[Dataset excerpt]
▶

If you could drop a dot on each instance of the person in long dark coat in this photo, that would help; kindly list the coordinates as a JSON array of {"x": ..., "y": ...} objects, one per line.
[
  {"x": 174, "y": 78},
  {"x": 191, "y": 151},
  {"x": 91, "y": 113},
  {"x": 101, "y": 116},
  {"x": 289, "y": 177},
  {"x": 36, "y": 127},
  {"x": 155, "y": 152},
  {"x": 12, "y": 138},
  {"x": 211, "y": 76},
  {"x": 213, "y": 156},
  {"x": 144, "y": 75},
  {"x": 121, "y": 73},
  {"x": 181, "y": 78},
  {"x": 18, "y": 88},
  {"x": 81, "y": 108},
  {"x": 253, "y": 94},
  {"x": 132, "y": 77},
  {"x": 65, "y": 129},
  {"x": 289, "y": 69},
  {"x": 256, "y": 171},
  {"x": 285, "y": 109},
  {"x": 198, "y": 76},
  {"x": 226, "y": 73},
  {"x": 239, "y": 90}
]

◀

**What is asked:** Duplicate every entry above verbatim, preserving each character and line break.

**Task answer:**
If you could drop a dot on each instance of the person in long dark coat in this photo, that would help; kindly list the coordinates as a JSON array of {"x": ..., "y": ...} objects, one per line.
[
  {"x": 174, "y": 78},
  {"x": 191, "y": 151},
  {"x": 91, "y": 113},
  {"x": 101, "y": 116},
  {"x": 289, "y": 177},
  {"x": 36, "y": 127},
  {"x": 155, "y": 152},
  {"x": 12, "y": 138},
  {"x": 211, "y": 76},
  {"x": 213, "y": 156},
  {"x": 144, "y": 75},
  {"x": 121, "y": 73},
  {"x": 181, "y": 78},
  {"x": 18, "y": 88},
  {"x": 81, "y": 108},
  {"x": 253, "y": 94},
  {"x": 132, "y": 77},
  {"x": 65, "y": 129},
  {"x": 289, "y": 69},
  {"x": 256, "y": 171},
  {"x": 285, "y": 109},
  {"x": 198, "y": 76},
  {"x": 226, "y": 73},
  {"x": 239, "y": 90}
]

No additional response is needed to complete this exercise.